(Image-grounded pointing data)
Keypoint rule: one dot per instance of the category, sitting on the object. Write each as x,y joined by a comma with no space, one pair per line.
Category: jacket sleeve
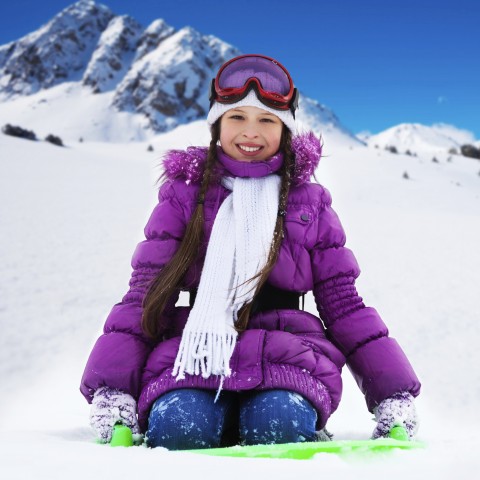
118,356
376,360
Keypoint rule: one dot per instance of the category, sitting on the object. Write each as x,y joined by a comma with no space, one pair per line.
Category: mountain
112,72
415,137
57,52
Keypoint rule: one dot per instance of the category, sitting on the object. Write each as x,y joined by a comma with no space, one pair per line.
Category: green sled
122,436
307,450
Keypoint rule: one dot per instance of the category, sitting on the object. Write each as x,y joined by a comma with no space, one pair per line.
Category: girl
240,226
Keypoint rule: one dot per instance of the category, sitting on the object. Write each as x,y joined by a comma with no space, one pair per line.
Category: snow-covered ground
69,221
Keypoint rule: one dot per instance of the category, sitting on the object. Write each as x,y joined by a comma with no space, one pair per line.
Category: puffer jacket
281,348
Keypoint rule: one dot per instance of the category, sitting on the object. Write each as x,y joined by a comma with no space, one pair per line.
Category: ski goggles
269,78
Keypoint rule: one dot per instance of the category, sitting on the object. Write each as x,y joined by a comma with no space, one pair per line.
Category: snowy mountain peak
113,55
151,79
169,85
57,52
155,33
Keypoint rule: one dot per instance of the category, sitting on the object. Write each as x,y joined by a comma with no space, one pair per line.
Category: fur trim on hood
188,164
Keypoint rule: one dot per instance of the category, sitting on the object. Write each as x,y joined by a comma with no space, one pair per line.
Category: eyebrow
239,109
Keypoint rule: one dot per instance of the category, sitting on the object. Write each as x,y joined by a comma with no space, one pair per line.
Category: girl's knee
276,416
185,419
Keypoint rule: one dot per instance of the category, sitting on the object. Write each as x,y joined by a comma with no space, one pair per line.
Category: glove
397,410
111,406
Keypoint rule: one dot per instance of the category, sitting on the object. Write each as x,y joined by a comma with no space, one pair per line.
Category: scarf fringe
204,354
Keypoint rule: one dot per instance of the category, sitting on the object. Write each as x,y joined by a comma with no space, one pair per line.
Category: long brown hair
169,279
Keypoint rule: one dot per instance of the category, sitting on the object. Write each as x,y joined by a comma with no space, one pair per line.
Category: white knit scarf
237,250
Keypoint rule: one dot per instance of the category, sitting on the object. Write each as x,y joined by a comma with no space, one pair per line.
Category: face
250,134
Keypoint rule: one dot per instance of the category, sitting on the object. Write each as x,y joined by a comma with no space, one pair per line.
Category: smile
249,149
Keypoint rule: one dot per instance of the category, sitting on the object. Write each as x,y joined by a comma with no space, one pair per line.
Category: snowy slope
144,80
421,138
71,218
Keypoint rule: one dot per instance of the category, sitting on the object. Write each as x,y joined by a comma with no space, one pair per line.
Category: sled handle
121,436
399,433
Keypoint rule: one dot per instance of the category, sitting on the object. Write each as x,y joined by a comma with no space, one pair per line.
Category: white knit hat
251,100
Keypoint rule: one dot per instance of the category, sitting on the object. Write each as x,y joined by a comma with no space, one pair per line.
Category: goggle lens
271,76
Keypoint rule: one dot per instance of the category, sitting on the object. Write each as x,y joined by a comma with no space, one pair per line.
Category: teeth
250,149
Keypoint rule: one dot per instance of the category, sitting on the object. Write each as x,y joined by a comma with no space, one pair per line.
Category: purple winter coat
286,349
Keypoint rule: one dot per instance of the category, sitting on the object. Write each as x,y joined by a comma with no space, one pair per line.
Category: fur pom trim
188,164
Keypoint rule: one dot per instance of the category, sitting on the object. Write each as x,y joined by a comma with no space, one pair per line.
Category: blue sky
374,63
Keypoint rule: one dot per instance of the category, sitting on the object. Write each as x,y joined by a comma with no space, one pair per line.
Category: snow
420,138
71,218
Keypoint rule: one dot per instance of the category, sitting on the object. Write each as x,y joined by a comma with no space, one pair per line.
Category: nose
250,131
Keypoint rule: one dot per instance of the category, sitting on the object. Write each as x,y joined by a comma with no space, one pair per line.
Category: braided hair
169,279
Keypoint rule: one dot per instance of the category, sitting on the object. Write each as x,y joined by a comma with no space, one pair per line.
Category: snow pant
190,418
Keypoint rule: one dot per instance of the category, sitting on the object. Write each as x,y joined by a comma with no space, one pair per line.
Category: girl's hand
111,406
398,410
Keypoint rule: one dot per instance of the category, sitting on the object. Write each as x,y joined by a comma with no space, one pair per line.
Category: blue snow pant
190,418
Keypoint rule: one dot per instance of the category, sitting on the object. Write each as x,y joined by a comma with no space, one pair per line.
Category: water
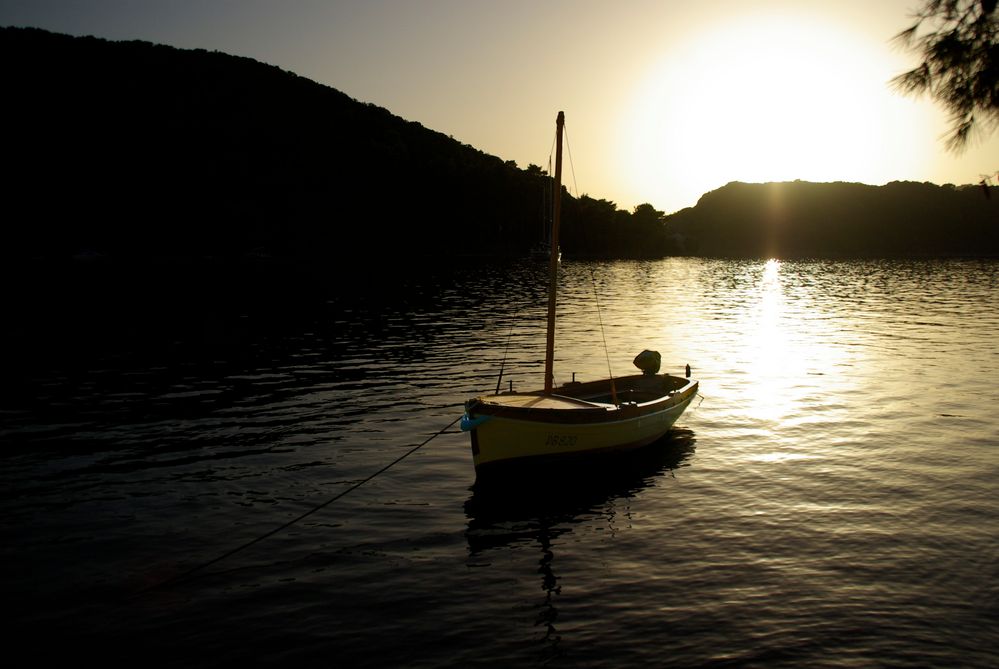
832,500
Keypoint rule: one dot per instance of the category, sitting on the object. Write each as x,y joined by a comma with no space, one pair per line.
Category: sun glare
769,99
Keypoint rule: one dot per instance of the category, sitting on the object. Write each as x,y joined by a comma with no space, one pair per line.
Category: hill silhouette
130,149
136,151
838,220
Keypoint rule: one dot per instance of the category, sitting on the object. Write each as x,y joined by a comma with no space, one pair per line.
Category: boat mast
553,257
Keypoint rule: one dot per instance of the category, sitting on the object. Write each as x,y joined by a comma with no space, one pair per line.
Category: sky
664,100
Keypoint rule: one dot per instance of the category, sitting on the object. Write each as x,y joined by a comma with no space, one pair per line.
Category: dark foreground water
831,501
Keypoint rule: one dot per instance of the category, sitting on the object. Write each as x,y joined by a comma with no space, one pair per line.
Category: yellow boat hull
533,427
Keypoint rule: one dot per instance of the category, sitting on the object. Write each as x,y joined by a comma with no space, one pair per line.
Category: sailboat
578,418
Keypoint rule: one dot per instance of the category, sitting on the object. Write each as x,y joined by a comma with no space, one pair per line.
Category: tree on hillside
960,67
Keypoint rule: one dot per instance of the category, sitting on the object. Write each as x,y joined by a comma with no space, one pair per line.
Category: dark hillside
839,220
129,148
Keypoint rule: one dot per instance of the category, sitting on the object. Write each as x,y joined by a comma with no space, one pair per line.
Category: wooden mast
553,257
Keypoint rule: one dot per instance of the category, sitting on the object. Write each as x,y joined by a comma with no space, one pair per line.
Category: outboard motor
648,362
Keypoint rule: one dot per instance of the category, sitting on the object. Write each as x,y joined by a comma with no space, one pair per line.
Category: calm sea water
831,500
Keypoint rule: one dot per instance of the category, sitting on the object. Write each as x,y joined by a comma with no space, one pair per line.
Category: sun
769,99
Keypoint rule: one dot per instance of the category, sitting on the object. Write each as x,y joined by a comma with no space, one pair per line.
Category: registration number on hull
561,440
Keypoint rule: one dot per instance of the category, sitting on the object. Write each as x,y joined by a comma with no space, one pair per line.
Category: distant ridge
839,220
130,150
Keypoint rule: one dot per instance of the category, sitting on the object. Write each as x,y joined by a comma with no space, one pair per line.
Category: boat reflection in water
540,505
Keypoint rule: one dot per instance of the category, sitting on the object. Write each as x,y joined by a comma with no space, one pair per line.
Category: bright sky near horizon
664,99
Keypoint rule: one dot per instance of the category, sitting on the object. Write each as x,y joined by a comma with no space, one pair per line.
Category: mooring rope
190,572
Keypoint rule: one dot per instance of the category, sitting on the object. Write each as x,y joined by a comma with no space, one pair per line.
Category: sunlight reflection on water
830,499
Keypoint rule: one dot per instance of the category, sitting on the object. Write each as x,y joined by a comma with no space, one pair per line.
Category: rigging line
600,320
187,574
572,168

Directions
The records above should be returned exactly; no image belongs in the copy.

Exercise response
Keypoint rule: one dot per instance of the category, sitting on the object. Write each as x,y joined by a comma with no space, one pair per line.
Category: jacket sleeve
118,356
376,360
Keypoint rule: one dot per instance of the category, sitting on the object. Write each as x,y joined by a comma with no space, one pair per line.
Category: mountain
112,72
415,137
57,52
Keypoint rule: one dot per instance of the category, sitting on the object. Write each as x,y joined by a comma with no space, one pair per line.
Category: green sled
122,436
307,450
Keypoint rule: one dot per instance of the category, sitting on the object. Write each as x,y joined by a comma with no space, one pair per line.
Category: girl
240,226
Keypoint rule: one dot per instance of the category, sitting on the object. Write each as x,y joined by a comma with no space, one pair per line.
Category: snow-covered ground
69,221
Keypoint rule: one dot per instance of the category, sitting on the object. Write each as x,y joined by a comma with no space, one pair per line.
Category: puffer jacket
281,348
Keypoint rule: one dot per instance of the category, sitting on the object. Write each as x,y joined by a comma with no space, one pair per line.
Category: ski goggles
269,78
Keypoint rule: one dot per instance of the category, sitting on the object. Write each as x,y joined by a comma with no space, one pair per line.
Category: snowy mountain peak
113,55
151,79
169,85
57,52
155,33
Keypoint rule: one dot per instance of the category, sitting on the object. Write each as x,y joined by a comma with no space, one pair per line.
Category: fur trim on hood
188,164
Keypoint rule: one dot per instance of the category, sitting on the object. Write each as x,y joined by a comma with no space, one pair per line.
Category: eyebrow
239,109
Keypoint rule: one dot per instance of the category, sitting on the object. Write each as x,y joined by a comma with no space, one pair per line.
Category: girl's knee
276,416
185,419
Keypoint rule: one dot per instance of the category, sitting on the object. Write each as x,y joined by a comma with no space, one pair per line.
Category: glove
397,410
111,406
Keypoint rule: one dot per instance of the category, sitting on the object. Write each as x,y joined by a comma with no space, one pair per line.
Category: scarf fringe
204,354
Keypoint rule: one dot per instance of the category, sitting on the object. Write each as x,y joined by a comma with no space, one pair per line.
Category: long brown hair
169,279
Keypoint rule: one dot per instance of the category, sitting on the object. Write each as x,y joined by a comma with no space, one pair per line.
Category: white knit scarf
237,250
Keypoint rule: one dot per instance of the category, sitting on the object. Write each as x,y joined by a comma with no space, one pair per line.
Category: face
250,134
Keypoint rule: one dot per instance of the category, sitting on the object. Write each as x,y joined by a comma with no space, one pair per line.
Category: smile
249,149
Keypoint rule: one dot per instance of the category, sitting on the object. Write each as x,y joined by a comma with no space, one pair per line.
Category: snowy slope
144,80
421,138
71,218
Keypoint rule: one dot per instance of the category, sitting on the object. Write each as x,y joined by a comma with no space, one pair per line.
Category: sled handle
121,436
399,433
Keypoint rule: one dot per instance of the category, sitting on the object. Write each as x,y joined by a comma with no space, one pair per line.
Category: white knit hat
251,100
Keypoint rule: one dot per instance of the category, sitting on the object. Write each as x,y joined by a comma with no space, one pair per line.
Category: goggle lens
271,76
Keypoint rule: one dot per instance of the category, sitting on the object. Write each as x,y joined by a comma with no space, one pair per line.
Category: teeth
250,149
Keypoint rule: one dot per instance of the category, sitting on the object. Write each as x,y joined by a comma with no space, one pair per line.
Category: purple winter coat
286,349
Keypoint rule: one dot per instance of the category, sitting on the object. Write each as x,y joined by a comma with no space, one pair per line.
Category: fur pom trim
188,164
Keypoint rule: one dot per instance of the category, sitting on the object. Write each as x,y joined by a comma with no space, one pair per line.
Category: blue sky
374,63
Keypoint rule: one dot per instance of the category, sitting on the object. Write each as x,y joined by a comma with no space, one pair per line.
Category: snow
420,138
71,218
Keypoint rule: one dot per instance of the category, sitting on the object. Write each as x,y joined by a comma with no space, one pair per line.
Category: nose
250,131
Keypoint rule: one dot per instance of the category, sitting on the object. Write each as x,y joined by a comma with no space, one pair per line.
Category: braided hair
169,279
Keypoint rule: one dot per instance of the category, sitting on the object. Write each as x,y joined by a comma with no space, one pair per line.
Category: snow pant
190,418
Keypoint rule: one dot per instance of the category, sitting on the object. Write each as x,y joined by a comma with no space, one pair per line.
Category: girl's hand
111,406
398,410
Keypoint rule: one dot per instance of the category, sitting on the object. Write each as x,y joined by a comma with no space, one pair per line.
Category: blue snow pant
190,418
Keypoint rule: one dot per instance of the category, sitting on the object. Write each as x,y joined by a comma with no space, one pair per line.
Category: water
832,500
Keypoint rule: one dot per instance of the category, sitting on the object. Write each as x,y joined by a comma with no space, one pair per line.
Category: sun glare
769,99
Keypoint rule: one dot per instance of the category, sitting on the object. Write each as x,y joined by a comma with no space, one pair per line.
Category: hill silhouette
130,149
136,151
838,220
Keypoint rule: one dot per instance of the category, sitting on the object. Write each as x,y joined by a comma with no space, one pair per line.
Category: boat mast
553,257
Keypoint rule: one dot per instance of the category, sitting on the object. Write each as x,y joined by a comma with no space, one pair per line.
Category: sky
664,100
Keypoint rule: one dot per instance of the category, sitting on the object. Write each as x,y joined by a comma with no space, one pair per line.
Category: dark foreground water
831,501
Keypoint rule: one dot per instance of the category, sitting on the object. Write each as x,y joined by a comma with no space, one pair per line.
Category: yellow boat hull
533,427
Keypoint rule: one dot per instance of the category, sitting on the object. Write each as x,y joined by a comma with no space, one pair per line.
Category: sailboat
578,418
Keypoint rule: one dot per instance of the category, sitting on the object. Write each as x,y joined by a comma with no space, one pair per line.
Category: tree on hillside
960,67
Keypoint rule: one dot per instance of the category, sitting on the object. Write each as x,y joined by a comma with no space, one pair per line.
Category: dark hillside
839,220
129,148
Keypoint rule: one dot per instance of the category, sitting on the object. Write each as x,y joined by a comma with no space, one pair per line.
Category: wooden mast
553,257
Keypoint rule: one dot per instance of the category, sitting on the object. Write each as x,y joined by a comma with no space, one pair per line.
Category: outboard motor
648,362
Keypoint rule: one dot per instance of the category, sitting on the object. Write each as x,y joined by a comma with no space, one pair per line.
Category: calm sea water
831,500
Keypoint rule: one dot per instance of the category, sitting on the object. Write each as x,y joined by a comma with no space, one pair per line.
Category: sun
769,99
Keypoint rule: one dot per instance of the category, sitting on the object. Write each as x,y joined by a comma with no space, one pair per line.
Category: registration number on hull
561,440
Keypoint rule: one dot per instance of the category, sitting on the object. Write each as x,y joined by a comma with no space, one pair per line.
Category: distant ridge
839,220
130,150
Keypoint rule: one dot per instance of the category, sitting on the object. Write each as x,y joined by a comma with no space, one pair per line.
Category: boat reflection in water
540,505
Keypoint rule: one dot per instance of the category, sitting on the object. Write each as x,y joined by a comma with no space, one pair per line.
Category: bright sky near horizon
664,99
Keypoint rule: one dot per instance of the category, sitting on the object. Write each as x,y joined by a comma with no space, one pair per line.
Category: mooring rope
190,572
Keypoint rule: one dot per instance of the category, sitting on the object. Write each as x,y joined by a comma with no space, one pair per line.
Category: sunlight reflection on water
830,499
Keypoint rule: one dot per instance of the category, sitting on the object. Write each as x,y joined by a comma with no space, one pair per line.
Category: rigging line
600,320
187,574
572,168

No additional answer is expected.